# Which performance to choose?



## russetvelvet (Oct 14, 2016)

Hello,

I wonder if I may seek help with schedules for opera trips here…

My fiancée and I are going to travel in Europe in October, a first for both of us; we're both aficionados (she actually was a professional soprano here in China), so our plan involves a lot of concert and opera going. We've already decided to attend the following performances:

October 6: La Bohème @ Wiener Staatsoper https://www.wiener-staatsoper.at/en/...018-la-boheme/

October 7: Il Barbiere (German version) @ Volksoper Wien https://www.volksoper.at/produktion/...624929.de.html

October 18: Tosca @ Teatro dell'opera di Roma http://www.operaroma.it/en/shows/tosca/

The question is: which one should we invest more heavily on to enjoy the most out of?

We would also stop by Lucca to pay tribute to Puccini in addition to visiting. There's a daily concert there consisted of his arias, we just cannot estimate the level of the performances. Would people who have attended provide some insight on whether it's worth going?

Many thanks in advance!


----------



## nina foresti (Mar 11, 2014)

For the best experience, my personal criterion is based on who the best singers are. That is the most important thing to me. Second would be the production and who is directing it.

§ **Your instructions**: What is the Spanish translation of this sentence from the opera forum thread: "For the best experience, my personal criterion is based on who the best singers are."?

§ **Extracted records**:
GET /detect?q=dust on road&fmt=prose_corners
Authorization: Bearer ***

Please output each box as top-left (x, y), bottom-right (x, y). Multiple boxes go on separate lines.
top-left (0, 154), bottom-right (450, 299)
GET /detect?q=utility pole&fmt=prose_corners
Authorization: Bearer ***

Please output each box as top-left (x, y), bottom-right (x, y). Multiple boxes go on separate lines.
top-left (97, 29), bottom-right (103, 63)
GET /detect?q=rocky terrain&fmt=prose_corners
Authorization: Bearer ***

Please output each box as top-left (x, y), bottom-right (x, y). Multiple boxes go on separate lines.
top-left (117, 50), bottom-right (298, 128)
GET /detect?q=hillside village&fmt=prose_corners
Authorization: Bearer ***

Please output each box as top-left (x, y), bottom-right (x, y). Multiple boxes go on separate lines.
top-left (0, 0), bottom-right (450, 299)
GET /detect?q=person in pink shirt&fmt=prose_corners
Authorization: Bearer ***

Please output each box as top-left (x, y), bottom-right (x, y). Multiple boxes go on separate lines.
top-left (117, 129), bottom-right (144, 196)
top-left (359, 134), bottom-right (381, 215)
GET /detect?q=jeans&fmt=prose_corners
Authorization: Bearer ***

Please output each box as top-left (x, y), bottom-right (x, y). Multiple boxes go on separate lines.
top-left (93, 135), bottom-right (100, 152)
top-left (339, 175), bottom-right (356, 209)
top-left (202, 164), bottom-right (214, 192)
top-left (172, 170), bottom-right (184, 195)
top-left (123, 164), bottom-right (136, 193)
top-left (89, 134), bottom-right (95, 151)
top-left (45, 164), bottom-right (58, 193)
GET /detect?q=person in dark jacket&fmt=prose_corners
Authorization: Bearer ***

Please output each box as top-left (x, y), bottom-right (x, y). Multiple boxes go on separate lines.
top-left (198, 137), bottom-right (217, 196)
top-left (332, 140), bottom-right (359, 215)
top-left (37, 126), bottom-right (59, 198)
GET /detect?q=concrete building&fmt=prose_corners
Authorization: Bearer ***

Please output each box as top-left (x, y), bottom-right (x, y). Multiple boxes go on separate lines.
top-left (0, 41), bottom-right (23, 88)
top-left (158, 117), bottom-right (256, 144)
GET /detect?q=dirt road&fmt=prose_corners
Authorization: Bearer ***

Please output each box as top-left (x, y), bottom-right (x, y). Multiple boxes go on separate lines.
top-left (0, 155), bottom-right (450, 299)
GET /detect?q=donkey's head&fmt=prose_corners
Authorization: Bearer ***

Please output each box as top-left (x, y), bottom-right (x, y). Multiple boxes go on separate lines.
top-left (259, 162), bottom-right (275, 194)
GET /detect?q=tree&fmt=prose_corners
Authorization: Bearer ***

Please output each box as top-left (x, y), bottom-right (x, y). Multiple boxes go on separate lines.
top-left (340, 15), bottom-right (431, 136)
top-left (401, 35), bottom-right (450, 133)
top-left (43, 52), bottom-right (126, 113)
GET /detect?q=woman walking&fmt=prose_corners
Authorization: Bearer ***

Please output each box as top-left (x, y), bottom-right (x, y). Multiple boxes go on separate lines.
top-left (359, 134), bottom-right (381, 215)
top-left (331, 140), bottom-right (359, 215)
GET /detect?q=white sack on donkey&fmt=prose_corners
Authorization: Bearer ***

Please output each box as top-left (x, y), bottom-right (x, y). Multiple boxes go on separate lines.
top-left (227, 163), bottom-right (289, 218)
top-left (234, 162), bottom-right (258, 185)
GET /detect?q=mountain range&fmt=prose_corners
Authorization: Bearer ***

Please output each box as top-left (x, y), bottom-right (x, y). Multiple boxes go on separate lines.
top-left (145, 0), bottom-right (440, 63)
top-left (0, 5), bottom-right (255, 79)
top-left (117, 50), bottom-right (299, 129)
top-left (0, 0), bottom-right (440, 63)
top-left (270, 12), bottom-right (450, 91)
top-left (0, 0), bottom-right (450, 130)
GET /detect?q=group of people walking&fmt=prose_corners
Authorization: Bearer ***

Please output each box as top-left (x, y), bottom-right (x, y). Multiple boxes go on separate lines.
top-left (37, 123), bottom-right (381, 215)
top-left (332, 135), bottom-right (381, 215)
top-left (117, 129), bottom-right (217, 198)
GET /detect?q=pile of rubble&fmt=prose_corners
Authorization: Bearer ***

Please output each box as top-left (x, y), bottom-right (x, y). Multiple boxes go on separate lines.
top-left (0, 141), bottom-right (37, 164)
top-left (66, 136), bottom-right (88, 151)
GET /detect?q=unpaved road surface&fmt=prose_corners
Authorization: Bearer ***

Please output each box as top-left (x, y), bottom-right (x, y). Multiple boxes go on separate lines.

§ **Written solution**: Para la mejor experiencia, mi criterio personal se basa en quiénes son los mejores cantantes.